> Page extract
|---|

The font drawing circuit 32 and the font process memory 33 is used to generate the second layer data 5b corresponding to the second layer image based on the font data 31. It should be noted that the second layer image is for characters, and is described in the format of the color reference number, as mentioned above. A font drawing circuit 32 sequentially interprets the commands included in the font data 31, and sequentially generates pixel data of the pixels corresponding to each of components of the character specified by the command in the font process memory 33. This operation will be described as “drawing of characters” in the following description. When the “drawing of characters” of the second layer image is completed for one frame, the complete second layer data 5b is generated in the font process memory 33. The second layer data 5b is transmitted to the second layer memory 22b after the completion of the “drawing of characters”. As mentioned above, the description of the second layer data 5 in the format of the color reference number contributes to the decrease in the capacity of the second layer memory 22b. In addition, it should be noted that this also contributes to the decrease in the capacity of the font process memory 33.

The reason why the font process memory 33 is provided separately from the second layer memory 22b is in prevention of display of an imperfect character image on the LCD panel 3. As mentioned above, “drawing of characters” is executed by sequentially interpreting the commands included in the font data 33. Therefore, the second layer data 5b is not complete until the “drawing of characters” is completed. A necessary time for the “drawing of characters” cannot be neglected, compared with the time of a refresh cycle of the LCD panel 3. Therefore, if the second layer data 5b is directly written in the second layer memory 22b, there is a case that the bit map data of the components of the characters are read before the second layer data 5b of the character image to be displayed is completed, so that the LCD panel 3 is driven based on the read bit map data. This means that an imperfect character is displayed on the LCD panel 1. The font process memory 33 functions to prevent such a problem. After the “drawing of characters” is completed and then the complete second layer data 5b is generated in the font process memory 33, the second layer data 5b is sent to the second layer memory 22b. Here, the data transfer between the memories can be carried out in a shorter time than the “drawing of characters”. The calculating circuit 24 and the driving circuit 25 carry out the on-screen display by using the complete second layer data 5b stored in the second layer memory 22b. As a result, it is possible to prevent the imperfect character from displaying on the LCD panel 3.

|---|

> Records
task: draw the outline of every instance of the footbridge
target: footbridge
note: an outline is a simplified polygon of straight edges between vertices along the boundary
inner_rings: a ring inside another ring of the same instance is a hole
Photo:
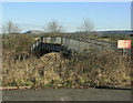
[[[65,55],[70,55],[73,52],[82,53],[85,49],[90,48],[95,48],[98,50],[117,50],[115,43],[99,40],[66,37],[41,37],[32,44],[30,53],[41,56],[49,52],[62,52]]]

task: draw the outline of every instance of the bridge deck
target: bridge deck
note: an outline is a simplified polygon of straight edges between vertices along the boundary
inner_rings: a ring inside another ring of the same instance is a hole
[[[85,49],[92,47],[99,50],[114,49],[116,51],[122,52],[122,50],[117,49],[117,45],[115,43],[109,43],[99,40],[82,39],[82,38],[72,39],[64,37],[58,37],[58,38],[41,37],[31,47],[31,53],[37,51],[60,52],[62,45],[65,47],[68,50],[73,50],[76,52],[83,52]]]

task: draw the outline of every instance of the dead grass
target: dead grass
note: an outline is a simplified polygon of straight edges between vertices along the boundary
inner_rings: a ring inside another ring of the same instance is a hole
[[[17,63],[10,54],[4,54],[3,86],[124,87],[131,84],[130,65],[129,55],[123,56],[113,50],[90,49],[70,60],[60,53],[49,53]]]

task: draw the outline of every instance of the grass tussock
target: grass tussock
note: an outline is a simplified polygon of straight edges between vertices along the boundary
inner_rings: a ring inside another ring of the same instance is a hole
[[[124,87],[131,84],[131,59],[113,50],[85,50],[70,60],[60,53],[49,53],[40,59],[31,56],[13,62],[3,55],[3,86],[41,87]]]

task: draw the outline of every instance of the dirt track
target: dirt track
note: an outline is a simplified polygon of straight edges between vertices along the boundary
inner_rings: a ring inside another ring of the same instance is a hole
[[[45,89],[3,91],[3,101],[131,101],[131,90]]]

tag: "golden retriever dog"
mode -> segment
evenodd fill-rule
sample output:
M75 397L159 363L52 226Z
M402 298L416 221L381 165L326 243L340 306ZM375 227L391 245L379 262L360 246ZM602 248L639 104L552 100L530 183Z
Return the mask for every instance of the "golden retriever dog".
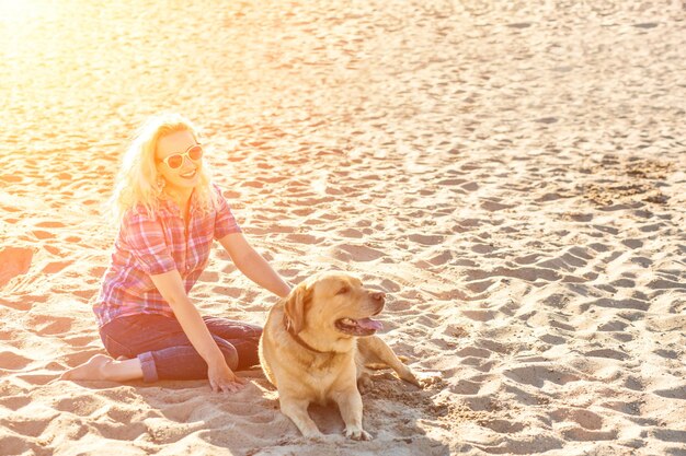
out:
M305 280L270 311L260 339L260 362L278 390L282 412L304 436L323 436L308 406L333 401L347 437L371 439L362 428L359 388L371 383L366 363L386 364L400 378L420 386L410 369L374 335L381 323L371 317L381 312L385 300L382 292L363 288L354 277L329 272Z

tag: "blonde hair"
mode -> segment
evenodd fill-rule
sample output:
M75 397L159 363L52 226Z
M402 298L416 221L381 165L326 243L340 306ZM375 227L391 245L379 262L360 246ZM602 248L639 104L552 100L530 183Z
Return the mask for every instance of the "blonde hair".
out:
M155 217L160 208L160 199L165 195L158 185L156 165L157 145L161 138L176 131L188 131L196 142L198 129L179 114L160 114L150 117L136 132L134 140L122 157L114 192L110 198L111 221L121 223L129 209L144 208L149 217ZM216 194L211 186L211 172L207 161L203 160L199 182L195 187L195 198L199 208L207 212L216 204Z

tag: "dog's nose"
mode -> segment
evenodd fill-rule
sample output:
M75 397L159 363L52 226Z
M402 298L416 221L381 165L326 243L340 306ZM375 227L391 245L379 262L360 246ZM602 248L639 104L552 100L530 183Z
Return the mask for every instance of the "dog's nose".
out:
M376 293L371 293L371 299L374 301L384 302L384 300L386 299L386 293L384 293L382 291L378 291Z

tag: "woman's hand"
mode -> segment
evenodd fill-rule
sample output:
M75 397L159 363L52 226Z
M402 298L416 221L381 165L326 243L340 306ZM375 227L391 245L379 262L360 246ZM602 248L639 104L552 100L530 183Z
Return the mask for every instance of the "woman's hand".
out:
M224 358L209 364L207 369L207 378L209 378L209 386L215 393L236 393L245 386L245 379L239 377L227 365Z

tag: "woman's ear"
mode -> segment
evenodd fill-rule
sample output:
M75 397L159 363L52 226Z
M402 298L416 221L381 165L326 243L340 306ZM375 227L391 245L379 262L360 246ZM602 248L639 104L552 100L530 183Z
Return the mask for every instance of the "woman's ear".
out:
M286 329L290 332L298 334L305 325L305 304L310 299L311 290L306 283L300 283L290 291L286 297L284 307L286 314Z

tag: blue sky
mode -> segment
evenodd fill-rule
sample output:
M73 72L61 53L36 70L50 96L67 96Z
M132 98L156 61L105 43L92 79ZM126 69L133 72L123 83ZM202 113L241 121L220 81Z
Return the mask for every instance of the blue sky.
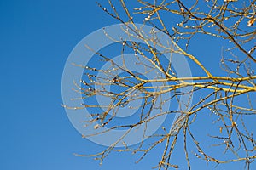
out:
M101 167L93 158L73 155L95 153L103 147L82 139L61 107L63 67L82 38L116 20L93 0L2 0L0 13L0 169L141 170L156 165L157 150L138 165L131 153L113 153ZM219 60L211 58L210 47L204 45L207 41L200 41L191 53L203 47L202 56L209 56L205 65L218 66ZM219 69L212 71L218 73ZM174 160L179 162L179 157L177 154Z

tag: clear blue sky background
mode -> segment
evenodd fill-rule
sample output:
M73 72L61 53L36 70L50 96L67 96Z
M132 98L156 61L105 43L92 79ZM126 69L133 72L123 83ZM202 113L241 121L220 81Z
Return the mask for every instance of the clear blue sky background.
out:
M157 150L139 165L131 153L113 153L102 167L93 158L73 155L103 147L81 139L66 116L61 105L62 70L84 36L116 20L94 0L1 0L0 14L0 169L141 170L156 165ZM219 60L210 57L206 42L201 39L193 50L203 48L201 54L209 56L206 66L218 66ZM221 47L217 48L220 53ZM179 162L179 156L174 159ZM199 168L195 162L195 169L207 168L201 163Z

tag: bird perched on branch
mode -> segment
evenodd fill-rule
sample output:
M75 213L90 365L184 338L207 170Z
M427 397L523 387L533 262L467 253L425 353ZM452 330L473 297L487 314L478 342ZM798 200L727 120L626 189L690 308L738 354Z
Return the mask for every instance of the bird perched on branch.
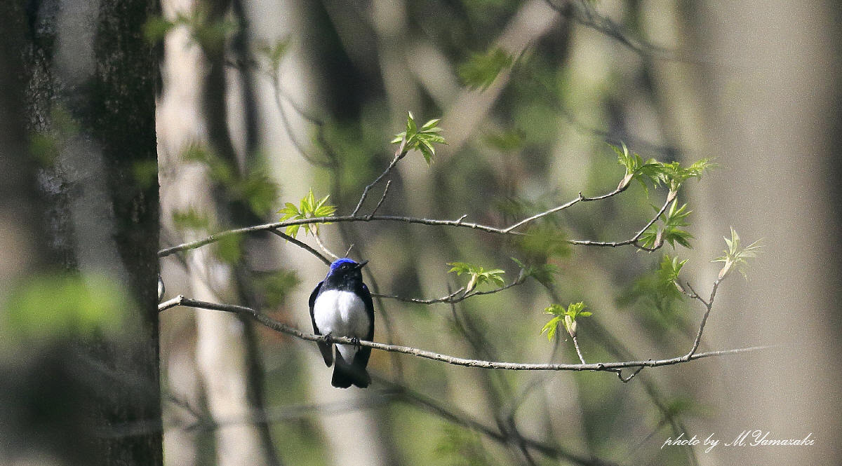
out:
M361 271L366 263L344 257L330 264L328 276L310 294L310 317L316 335L370 342L374 338L374 304ZM335 363L331 379L334 387L347 389L353 384L365 388L371 383L365 372L370 347L319 342L318 349L328 367Z

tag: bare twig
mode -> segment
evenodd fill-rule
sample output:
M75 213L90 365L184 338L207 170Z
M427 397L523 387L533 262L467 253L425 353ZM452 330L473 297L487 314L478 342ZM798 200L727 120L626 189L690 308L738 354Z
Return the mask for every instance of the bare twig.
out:
M378 343L376 342L367 342L367 341L357 342L355 340L352 340L351 338L344 336L340 337L340 336L332 336L313 335L311 333L306 333L291 326L288 326L283 322L275 320L271 317L269 317L248 307L238 306L234 304L221 304L217 303L209 303L206 301L199 301L196 299L185 298L184 296L181 295L177 296L163 303L161 303L158 305L158 311L163 311L164 310L170 309L175 306L188 306L188 307L195 307L200 309L208 309L212 310L221 310L225 312L234 312L237 314L242 314L253 318L258 322L263 324L264 326L266 326L267 327L272 330L295 336L296 338L300 338L301 340L306 340L308 342L322 342L339 343L339 344L357 344L363 347L368 347L373 349L378 349L381 351L386 351L392 352L399 352L402 354L409 354L412 356L416 356L418 357L424 357L433 361L440 361L442 363L446 363L448 364L453 364L456 366L480 368L487 369L528 370L528 371L542 370L542 371L614 372L614 369L625 368L639 368L639 367L657 368L661 366L671 366L674 364L681 364L690 361L695 361L696 359L701 359L704 357L738 354L741 352L760 351L775 347L770 346L752 347L737 348L730 350L697 352L691 355L679 356L666 359L658 359L658 360L648 359L647 361L622 361L622 362L596 363L592 363L588 364L504 363L497 361L467 359L464 357L448 356L439 352L422 350L418 348L413 348L410 347L402 347L398 345L386 345L383 343Z
M360 209L362 209L363 203L365 202L365 198L368 196L368 192L372 188L374 188L375 185L380 183L380 180L383 179L384 177L388 175L389 172L392 172L392 169L394 168L396 165L397 165L397 162L400 162L401 159L402 159L403 157L407 156L407 154L408 152L409 151L407 151L407 136L406 135L404 135L403 139L401 140L401 144L397 146L397 150L395 151L395 156L392 159L392 162L389 162L389 166L386 167L386 170L384 170L383 172L381 173L379 177L377 177L373 182L371 182L368 186L366 186L365 189L363 189L363 194L360 196L360 202L358 202L357 206L354 208L354 212L351 212L352 217L355 216L357 213L360 212ZM386 187L386 189L388 189L388 186ZM385 192L383 193L383 196L386 197ZM376 210L376 209L375 209L375 210ZM371 214L374 214L374 212L372 212Z
M595 199L597 198L594 198L594 199ZM603 198L600 198L600 199L605 199L605 198L603 197ZM578 199L578 200L577 200L577 199ZM580 200L582 200L582 199L577 197L576 199L574 199L573 201L570 201L570 202L568 202L568 203L567 203L565 204L562 204L562 205L568 205L568 204L569 205L573 205L573 204L575 204L576 202L579 202ZM665 203L665 205L669 205L669 203ZM658 220L658 218L660 216L660 214L663 213L663 211L664 209L665 209L665 208L663 208L661 209L661 211L659 211L658 214L656 217L654 217L654 219L653 220L650 220L650 222L647 225L646 228L648 228L653 224L654 224L655 221ZM553 210L553 209L551 209L551 210ZM553 210L553 211L557 211L557 210ZM531 221L531 220L534 220L536 219L538 219L538 218L541 218L542 216L545 216L546 214L549 214L551 213L552 213L552 212L547 211L547 212L544 212L544 213L539 214L538 215L533 215L532 217L530 217L529 219L525 219L525 220L521 220L521 221L518 222L517 224L515 224L515 225L516 226L521 226L521 225L525 225L525 223L526 223L527 220L528 221ZM520 232L517 232L517 231L513 231L512 230L513 230L512 226L509 226L509 227L505 227L505 228L498 228L498 227L490 226L490 225L487 225L477 224L477 223L465 222L464 221L465 217L466 217L466 215L462 215L461 217L460 217L459 219L457 219L456 220L437 220L437 219L424 219L424 218L418 218L418 217L407 217L407 216L399 216L399 215L373 215L373 214L369 214L369 215L365 215L365 216L362 216L362 215L343 215L343 216L336 216L336 217L311 217L311 218L306 218L306 219L296 219L296 220L285 220L285 221L282 221L282 222L274 222L274 223L268 223L268 224L264 224L264 225L253 225L253 226L248 226L248 227L245 227L245 228L237 228L237 229L234 229L234 230L225 230L225 231L220 231L219 233L216 233L216 234L211 235L211 236L208 236L206 238L202 238L202 239L196 240L196 241L189 241L189 242L182 243L182 244L178 245L178 246L171 246L171 247L167 247L167 248L162 249L161 251L158 251L158 257L165 257L167 256L169 256L170 254L173 254L175 252L181 252L181 251L188 251L188 250L190 250L190 249L195 249L197 247L201 247L203 246L205 246L207 244L210 244L212 242L217 241L219 241L220 239L221 239L223 237L230 236L232 235L242 235L242 234L245 234L245 233L253 233L253 232L257 232L257 231L266 231L266 230L276 230L278 228L284 228L284 227L293 225L312 225L312 224L320 224L320 223L395 221L395 222L412 223L412 224L416 224L416 225L429 225L429 226L453 226L453 227L460 227L460 228L469 228L469 229L472 229L472 230L478 230L480 231L485 231L487 233L493 233L493 234L496 234L496 235L518 235L518 236L524 235L524 233L520 233ZM514 226L514 225L513 225L513 226ZM646 230L644 229L643 231L645 231L645 230ZM626 240L626 241L623 241L605 242L605 241L590 241L590 240L584 240L584 241L583 241L583 240L568 240L566 242L568 242L568 244L571 244L571 245L574 245L574 246L596 246L617 247L617 246L626 246L626 245L630 245L630 244L635 243L640 238L640 235L642 235L642 233L638 233L638 235L636 235L632 239ZM658 245L656 245L656 246L658 246ZM638 246L638 245L636 245L636 246L638 247L638 248L641 248L641 249L646 249L647 251L652 251L652 250L657 249L657 247L654 247L654 248L645 248L645 247Z
M679 58L674 50L632 37L624 30L622 26L610 19L599 14L587 2L568 1L562 5L553 0L546 0L546 2L550 8L565 18L604 34L642 56L656 60L688 61L686 59Z
M377 213L377 209L380 209L381 205L383 205L383 201L386 200L386 195L389 193L389 187L392 186L392 180L386 182L386 188L383 188L383 195L380 197L380 200L377 201L377 205L374 206L374 209L371 213L365 216L365 218L370 220L371 217Z
M332 260L335 261L339 258L338 256L333 254L333 252L331 252L331 250L328 249L328 246L324 246L324 243L322 242L322 238L319 237L318 233L313 235L313 239L316 241L316 244L318 245L319 249L321 249L322 252L324 252L326 255L330 257Z
M721 283L722 280L719 278L713 282L713 288L711 289L711 296L707 299L707 301L701 299L701 297L696 294L695 290L693 290L693 289L690 288L690 290L693 292L693 294L695 295L696 299L701 301L701 303L705 304L705 315L702 315L701 323L699 324L699 331L695 334L695 340L693 341L693 347L691 347L690 352L685 355L685 357L687 359L692 357L695 353L695 351L699 349L699 344L701 342L701 334L705 331L705 325L707 323L707 317L711 315L711 310L713 309L713 299L717 297L717 289L719 288L719 283ZM690 286L690 283L687 283L687 286Z
M320 261L322 261L322 262L324 262L325 265L330 265L330 259L328 259L328 257L325 257L324 256L322 256L322 253L319 252L318 251L316 251L312 247L310 247L310 245L308 245L306 243L304 243L304 242L301 242L301 241L300 241L293 238L292 236L289 236L289 235L287 235L285 233L282 233L279 230L269 230L269 231L271 231L272 233L274 233L275 235L280 236L281 238L284 238L285 240L286 240L286 241L290 241L290 243L297 246L298 247L301 247L301 249L304 249L305 251L306 251L307 252L310 252L313 256L316 256L317 257L319 258Z
M587 364L587 363L584 362L584 356L582 356L582 349L578 347L578 338L573 336L573 347L576 348L576 354L578 355L579 361L581 361L583 364Z
M383 294L380 293L372 293L372 296L376 296L378 298L389 298L390 299L397 299L398 301L403 301L404 303L415 303L417 304L434 304L436 303L450 303L456 299L456 295L465 290L465 287L461 287L459 289L447 294L446 296L442 296L441 298L434 298L432 299L416 299L415 298L404 298L402 296L397 296L395 294Z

|---|

> Tasks to carry out
**A)** In the passage on character drawing, where is the second layer data 5b sent once the "drawing of characters" is completed?
**B)** Name every circuit mentioned in the passage on character drawing, with its reference number.
**C)** Resume the passage on character drawing after its final sentence.

> Task-by-task answers
**A)** It is sent to the second layer memory 22b.

**B)**
- Font drawing circuit 32
- Calculating circuit 24
- Driving circuit 25

**C)**
The data write operation in the font process memory 33 is sequentially carried out. Therefore, it is desirable that the data is written in the font process memory 33 at high speed. In the third embodiment, to achieve the high-speed write operation in the font process memory 33, a fact that the characters are usually drawn in a single color is effectively utilized. In the write operation of the pixel data of the character image in the font process memory 33, the pixel data of pixels for a plurality of rows and columns are written in at a same time.

In order to write the pixel data of pixels for the plurality of rows and columns in at the same time, both of the font drawing circuit 22 and font process memory 23c carry out the following operations. The font drawing circuit 32 grasps a shape of the character image to be displayed based on the font data 31, and separates the character image into rectangular areas to produce rectangular area data 34 for each rectangular area. Then, the font drawing circuit 32 sends the rectangular area data 34 to the font process memory 33. Each of the rectangular area data 34 contains an x-coordinate “x₀” and a y-coordinate “y₀” of the center of the rectangular area, a width “W” of a horizontal direction (x direction) and a height “h” of a vertical direction (y direction), and a color reference number to designate a color of the pixels contained in the rectangular area. The font process memory 33 simultaneously writes the color reference numbers of all the pixels contained in the rectangular area into memory cells based on the rectangular area data 34. The configuration allows the pixel data of the second layer image, i.e., the second layer data 5b to be written in the font process memory 33 in a high speed.

FIGS. 10A and 10B show examples in which the color reference numbers of pixels are written. The pixels are arranged within the rectangular area in a plurality of rows and a plurality of columns. As shown in FIG. 10A, the writing operation of the pixel data is carried out for every pixel in the most typical conventional frame memory. The writing operation of the pixel data is sequentially carried out nine times in a matrix of 3 rows×3 columns. On the other hand, in the fifth embodiment, the pixel data in the matrix of a plurality of rows and columns are simultaneously written in the memory cells of the font process memory 33. This allows the write operation of the second layer data 5b into the font process memory 33 in a high speed.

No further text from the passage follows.